• _WHAT IS EXPECTED_
Between the line containing "Labeling guideline: look at the image above and mark any tall" and the line containing "mark any shoulder" lies a run of lines; give that run again exactly, with both of those lines, and nothing else from the entries below.

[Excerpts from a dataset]
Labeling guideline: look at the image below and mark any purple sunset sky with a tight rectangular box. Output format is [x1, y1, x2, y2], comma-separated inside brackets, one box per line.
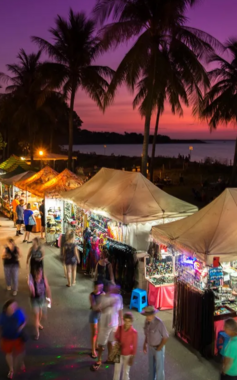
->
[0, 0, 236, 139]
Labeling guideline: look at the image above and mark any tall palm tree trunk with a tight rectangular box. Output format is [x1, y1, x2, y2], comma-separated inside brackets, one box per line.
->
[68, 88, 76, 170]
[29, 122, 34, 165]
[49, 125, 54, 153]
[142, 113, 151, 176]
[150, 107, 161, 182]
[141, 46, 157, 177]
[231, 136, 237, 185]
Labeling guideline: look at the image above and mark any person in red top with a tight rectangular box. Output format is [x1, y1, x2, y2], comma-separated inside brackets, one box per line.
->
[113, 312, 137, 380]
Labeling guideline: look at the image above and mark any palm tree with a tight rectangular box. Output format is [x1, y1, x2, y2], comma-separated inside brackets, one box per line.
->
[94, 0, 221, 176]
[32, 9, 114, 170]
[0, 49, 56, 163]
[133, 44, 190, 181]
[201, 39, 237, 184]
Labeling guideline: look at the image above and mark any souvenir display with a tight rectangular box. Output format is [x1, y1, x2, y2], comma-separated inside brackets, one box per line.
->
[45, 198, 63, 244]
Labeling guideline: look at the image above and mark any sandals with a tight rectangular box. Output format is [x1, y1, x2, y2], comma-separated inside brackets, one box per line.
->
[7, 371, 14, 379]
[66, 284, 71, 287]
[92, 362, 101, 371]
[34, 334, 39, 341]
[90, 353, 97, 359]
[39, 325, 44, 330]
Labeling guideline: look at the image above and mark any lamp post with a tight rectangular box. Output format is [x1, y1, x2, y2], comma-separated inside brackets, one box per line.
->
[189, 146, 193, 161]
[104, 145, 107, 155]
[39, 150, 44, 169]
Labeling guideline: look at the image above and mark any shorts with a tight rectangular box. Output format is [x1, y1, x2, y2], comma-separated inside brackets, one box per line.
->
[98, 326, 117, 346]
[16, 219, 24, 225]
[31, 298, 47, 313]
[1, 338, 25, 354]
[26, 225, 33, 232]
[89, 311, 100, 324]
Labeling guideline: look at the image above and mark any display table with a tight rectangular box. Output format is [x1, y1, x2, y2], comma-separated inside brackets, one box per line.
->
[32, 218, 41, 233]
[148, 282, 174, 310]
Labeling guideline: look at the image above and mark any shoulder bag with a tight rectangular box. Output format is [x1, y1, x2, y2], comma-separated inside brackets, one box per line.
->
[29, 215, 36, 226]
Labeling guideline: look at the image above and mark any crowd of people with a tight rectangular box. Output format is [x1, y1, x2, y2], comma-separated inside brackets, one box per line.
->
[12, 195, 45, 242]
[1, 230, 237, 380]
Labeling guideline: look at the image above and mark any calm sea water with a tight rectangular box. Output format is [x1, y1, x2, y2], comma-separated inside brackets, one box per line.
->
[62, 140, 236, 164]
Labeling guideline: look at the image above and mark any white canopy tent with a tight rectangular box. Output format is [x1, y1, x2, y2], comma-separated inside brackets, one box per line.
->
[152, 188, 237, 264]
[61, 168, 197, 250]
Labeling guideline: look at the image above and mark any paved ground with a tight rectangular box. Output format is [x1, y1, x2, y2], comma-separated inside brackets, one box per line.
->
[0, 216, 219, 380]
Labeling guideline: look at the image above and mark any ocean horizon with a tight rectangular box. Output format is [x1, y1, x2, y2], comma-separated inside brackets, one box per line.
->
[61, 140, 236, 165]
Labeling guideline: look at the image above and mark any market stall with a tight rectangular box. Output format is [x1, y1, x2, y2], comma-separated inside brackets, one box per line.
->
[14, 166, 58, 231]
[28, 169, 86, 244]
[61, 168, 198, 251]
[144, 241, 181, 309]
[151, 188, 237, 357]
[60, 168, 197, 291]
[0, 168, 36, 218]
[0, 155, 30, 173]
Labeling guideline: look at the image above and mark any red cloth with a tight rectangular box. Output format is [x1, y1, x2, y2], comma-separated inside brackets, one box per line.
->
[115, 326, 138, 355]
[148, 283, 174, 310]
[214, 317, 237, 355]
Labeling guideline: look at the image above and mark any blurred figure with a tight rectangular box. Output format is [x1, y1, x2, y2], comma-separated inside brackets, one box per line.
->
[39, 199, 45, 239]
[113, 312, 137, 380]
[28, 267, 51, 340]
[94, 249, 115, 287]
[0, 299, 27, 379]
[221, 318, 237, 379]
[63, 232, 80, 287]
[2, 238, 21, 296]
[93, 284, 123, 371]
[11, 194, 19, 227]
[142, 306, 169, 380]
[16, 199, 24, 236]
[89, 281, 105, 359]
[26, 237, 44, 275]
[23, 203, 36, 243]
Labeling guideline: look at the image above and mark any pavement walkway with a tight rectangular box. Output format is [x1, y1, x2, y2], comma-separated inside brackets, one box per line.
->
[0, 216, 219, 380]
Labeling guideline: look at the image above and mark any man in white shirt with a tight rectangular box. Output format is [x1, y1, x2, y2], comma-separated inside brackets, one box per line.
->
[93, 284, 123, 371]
...
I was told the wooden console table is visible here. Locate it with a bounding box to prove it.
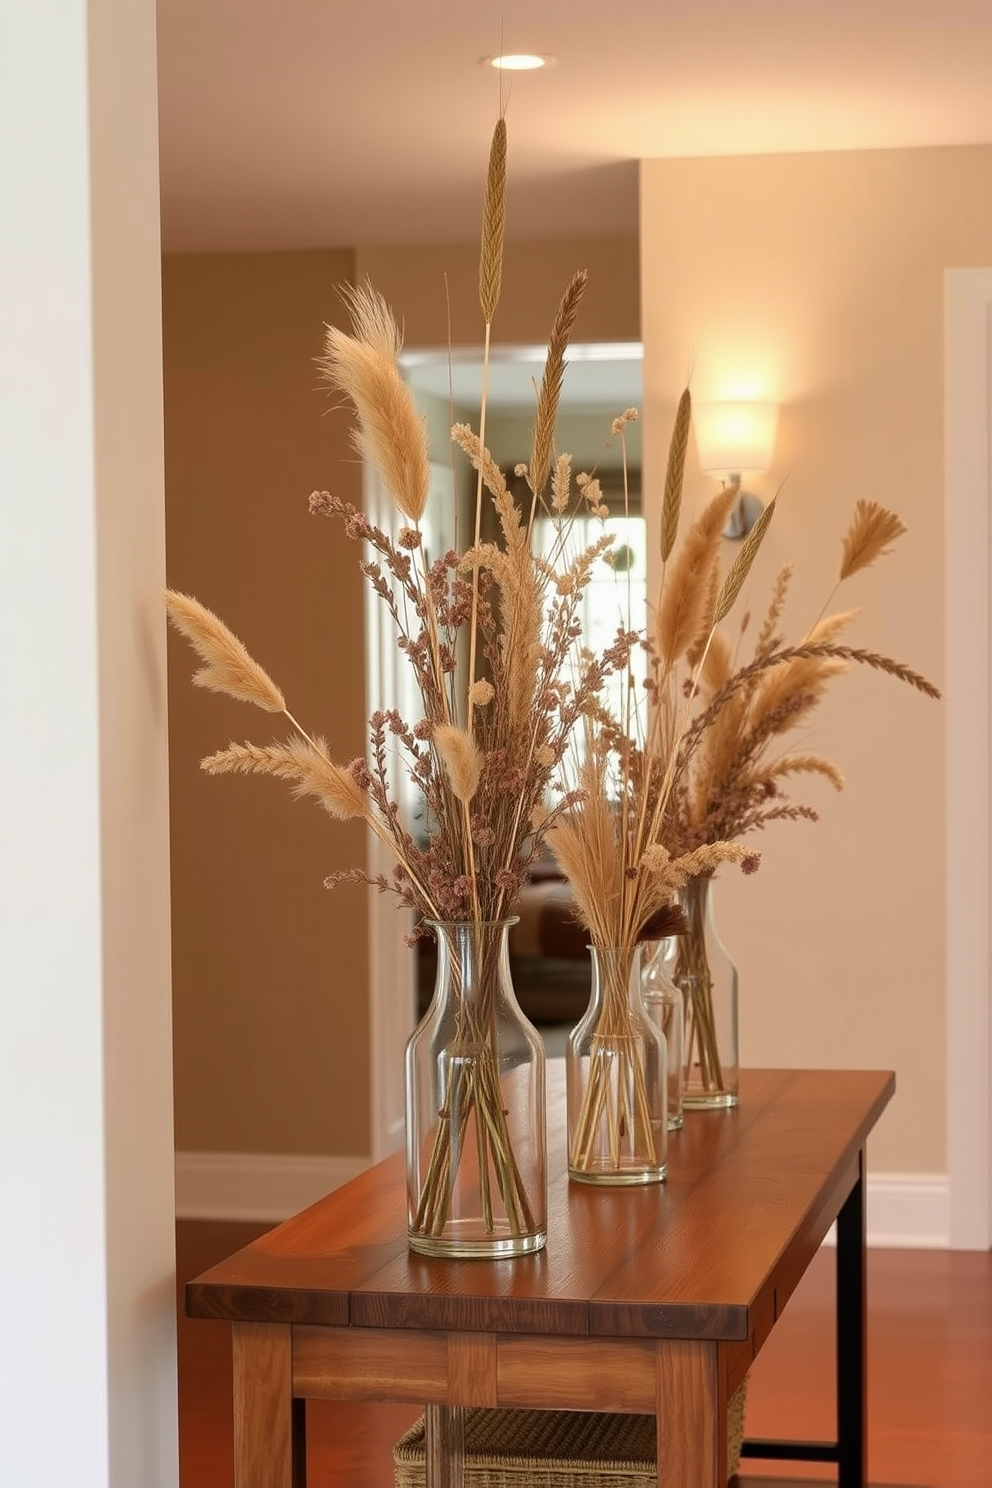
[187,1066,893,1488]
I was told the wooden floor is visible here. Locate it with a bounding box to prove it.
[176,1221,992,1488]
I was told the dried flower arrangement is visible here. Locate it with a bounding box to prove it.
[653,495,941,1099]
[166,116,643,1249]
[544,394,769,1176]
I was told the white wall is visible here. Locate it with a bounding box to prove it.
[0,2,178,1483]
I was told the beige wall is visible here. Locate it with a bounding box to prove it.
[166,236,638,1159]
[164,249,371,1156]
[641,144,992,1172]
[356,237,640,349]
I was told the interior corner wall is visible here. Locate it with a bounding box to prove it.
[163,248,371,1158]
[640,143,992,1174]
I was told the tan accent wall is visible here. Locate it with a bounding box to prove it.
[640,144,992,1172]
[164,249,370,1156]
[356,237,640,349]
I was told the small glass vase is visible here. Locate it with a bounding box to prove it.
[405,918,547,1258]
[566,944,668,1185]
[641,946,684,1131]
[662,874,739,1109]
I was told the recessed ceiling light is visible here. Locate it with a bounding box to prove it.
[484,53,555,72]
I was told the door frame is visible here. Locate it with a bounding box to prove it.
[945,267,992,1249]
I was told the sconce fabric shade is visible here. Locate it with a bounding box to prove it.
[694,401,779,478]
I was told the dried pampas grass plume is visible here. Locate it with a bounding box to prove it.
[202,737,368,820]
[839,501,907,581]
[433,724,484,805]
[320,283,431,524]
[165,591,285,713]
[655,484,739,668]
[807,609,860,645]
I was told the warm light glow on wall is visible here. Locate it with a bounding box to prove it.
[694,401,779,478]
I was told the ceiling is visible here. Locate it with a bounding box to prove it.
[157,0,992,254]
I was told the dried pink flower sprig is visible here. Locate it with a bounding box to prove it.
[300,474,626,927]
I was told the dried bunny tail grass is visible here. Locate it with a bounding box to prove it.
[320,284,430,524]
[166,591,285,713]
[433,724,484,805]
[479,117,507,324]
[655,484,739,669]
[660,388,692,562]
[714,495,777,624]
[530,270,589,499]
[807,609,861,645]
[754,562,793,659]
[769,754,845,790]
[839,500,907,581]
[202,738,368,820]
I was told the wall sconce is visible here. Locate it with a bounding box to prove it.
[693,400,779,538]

• _ANSWER SECTION_
Labeling guideline: look at the image above and mark any tall palm tree trunk with a tight rectangular box. Output format is [x1, y1, x2, y2], comma-separated inside brackets, one box per line.
->
[68, 88, 76, 170]
[29, 122, 34, 165]
[49, 125, 54, 153]
[142, 113, 151, 176]
[150, 107, 161, 182]
[141, 46, 157, 177]
[231, 136, 237, 185]
Labeling guideline: look at the image above and mark any person in red top with a tight rectangular box. Output format is [x1, y1, x2, y2], comma-separated inside brackets, one box per line.
->
[113, 312, 137, 380]
Labeling guideline: look at the image above and mark any palm tree with a tight rectangular box. Output format is [x1, y1, x2, y2], comma-separated inside brackets, one box per line.
->
[94, 0, 221, 176]
[32, 9, 114, 170]
[0, 49, 56, 163]
[133, 44, 190, 181]
[201, 39, 237, 184]
Labeling guideline: look at the image above and mark any souvenir display with a tight rectangular box. Output format is [x1, y1, x2, y2], comma-separated inside brackets, one box per line.
->
[45, 198, 63, 244]
Labeling guideline: look at the image above and mark any sandals with a tight rectangular box. Output format is [x1, y1, x2, y2], comma-separated inside brackets, one box per line.
->
[7, 371, 14, 379]
[66, 284, 71, 287]
[92, 362, 101, 371]
[34, 334, 39, 341]
[90, 353, 97, 359]
[39, 325, 44, 330]
Labeling guideline: look at the image above and mark any lamp post with a tight rectangular box. Output format is [x1, y1, x2, y2], comma-separated inside brackets, one box per line.
->
[189, 146, 193, 161]
[104, 145, 107, 155]
[39, 150, 44, 169]
Labeling guideline: look at the image above and mark any shorts with a tight rectangular box. Output format is [x1, y1, x2, y2], comma-separated inside brackets, one box per line.
->
[98, 326, 117, 346]
[16, 219, 24, 225]
[31, 298, 47, 313]
[1, 338, 25, 354]
[26, 225, 33, 232]
[89, 311, 100, 324]
Labeling guideline: look at the image above and mark any display table with a tight rectangular box. Output format is [x1, y1, x2, y2], comma-separated inside brackets, one box per line.
->
[32, 218, 41, 233]
[148, 282, 174, 310]
Labeling guideline: look at the image above and mark any shoulder bag with a tight rectangular box. Output format is [x1, y1, x2, y2], comma-separated inside brackets, one box per line.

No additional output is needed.